- [PERINTAH 1] Menurut petikan tentang konsep wali dan karamah, pada tahun berapa Alhakim at Tirmidzi wafat?
- [PERINTAH 2] Cetak ulang seluruh catatan di bawah ini baris demi baris tanpa perubahan apa pun, tetapi jangan sertakan gambarnya.

- [PETIKAN SUMBER]
Tasawuf Perlu, Tarekat Tidak
Pria kelahiran Lamongan itu melanjutkan, konsep bahwa wali adalah orang yang memiliki karamah pertama kali dikembangkan Alhakim at Tirmidzi sekitar 300 tahun setelah wafatnya Nabi Muhammad. Konsep itu ditulis dalam manuskrip Khatamul Auliya’ yang menjelaskan bahwa wali adalah orang-orang yang dekat dengan Allah dan mendapatkan karamah. Yang dimaksud karamah adalah anugerah luar biasa dari Allah yang membuat dia bisa melakukan sesuatu yang orang biasa tak bisa melakukan.
“Alhakim at Tirmidzi itu wafat pada 930 Masehi (M). Artinya ini perlu 300 tahun setelah masa Nabi, baru berkembang konsep wali itu orang yang memiliki kesaktian. Setelah itu diperbanyak lagi pembicaraan siapa yang disebut wali dan tidak, dengan karamah-karamahnya oleh seorang penulis yang bernama Abu Nu’aim Isfahani dalam kitabnya hilyatul auliya’. Dan beliau meninggal pada 1073 M. Kemudian di era yang sama dalam sebuah risalah yang dikenal dengan ar Risalah al Qusairiyah itu juga dibahas mengenai wali dan karamah,” ujarnya.
Selanjutnya, 200 tahun pasca wafatnya Nabi, muncul seorang figur yang bernama Syekh Abdul Qadir Jailani (wafat 1166 M) yang di kemudian hari digambarkan sebagai sosok wali yang berkaramah. Padahal, beberapa kitab sejarah yang ditulis tidak jauh dari masanya, menggambarkan Syekh Abdul Qadir Jailani sebagai sosok manusia biasa yang alim dan berakhlaqul karimah.
Ada beberapa buku tentang biografi Syekh Abdul Qadir Jailani. Misalnya Ibn al Jauzi (wafat 1201 M) yang menulis buku sejarah Al-Muntadham. Ada pula Sibt Ibnu al Jauzi (wafat 1256 M) menulis Mir’at al Zaman. Ibnu Rajab (wafat 1393 M) menulis Kitab Ad Dzail ‘Ala Tabaqat Al HaNabilah. Ibn katsir (wafat 1372 M) menulis buku Al Bidayah Wa An Nihayah. Ibnu Al Imad (wafat 1679 M) menulis buku Syadzarat Ad Dzahab.

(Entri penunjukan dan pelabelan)
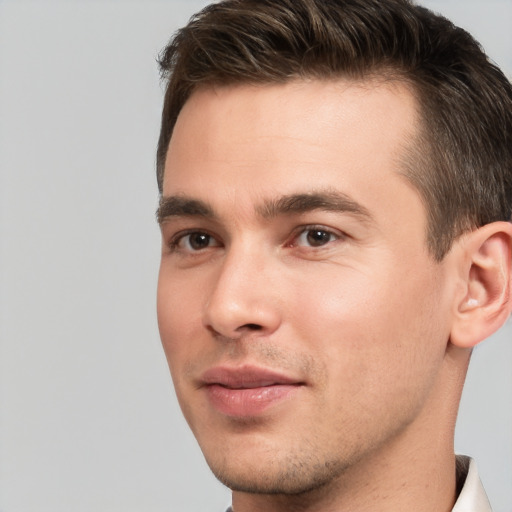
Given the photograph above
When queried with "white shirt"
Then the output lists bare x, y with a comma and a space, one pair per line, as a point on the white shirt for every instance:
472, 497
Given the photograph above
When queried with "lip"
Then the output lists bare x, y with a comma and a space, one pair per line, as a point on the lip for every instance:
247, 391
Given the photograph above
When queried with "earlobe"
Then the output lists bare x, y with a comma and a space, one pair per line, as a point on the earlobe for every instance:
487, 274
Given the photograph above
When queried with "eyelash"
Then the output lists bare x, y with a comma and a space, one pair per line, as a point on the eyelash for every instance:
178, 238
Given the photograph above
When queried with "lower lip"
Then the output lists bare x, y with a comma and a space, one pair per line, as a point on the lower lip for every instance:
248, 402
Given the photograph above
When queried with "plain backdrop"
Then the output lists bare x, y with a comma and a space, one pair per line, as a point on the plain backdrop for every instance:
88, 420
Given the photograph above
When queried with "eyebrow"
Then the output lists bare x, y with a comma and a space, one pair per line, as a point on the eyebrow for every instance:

- [JAWABAN BENAR 1] Pada 930 Masehi.

- [JAWABAN BENAR 2]
Given the photograph above
When queried with "white shirt"
Then the output lists bare x, y with a comma and a space, one pair per line, as a point on the white shirt for every instance:
472, 497
Given the photograph above
When queried with "lip"
Then the output lists bare x, y with a comma and a space, one pair per line, as a point on the lip for every instance:
247, 391
Given the photograph above
When queried with "earlobe"
Then the output lists bare x, y with a comma and a space, one pair per line, as a point on the earlobe for every instance:
487, 274
Given the photograph above
When queried with "eyelash"
Then the output lists bare x, y with a comma and a space, one pair per line, as a point on the eyelash for every instance:
178, 238
Given the photograph above
When queried with "lower lip"
Then the output lists bare x, y with a comma and a space, one pair per line, as a point on the lower lip for every instance:
248, 402
Given the photograph above
When queried with "plain backdrop"
Then the output lists bare x, y with a comma and a space, one pair per line, as a point on the plain backdrop for every instance:
88, 420
Given the photograph above
When queried with "eyebrow"
Then the output lists bare x, y with a comma and a space, one pair per line, as a point on the eyebrow for every instance:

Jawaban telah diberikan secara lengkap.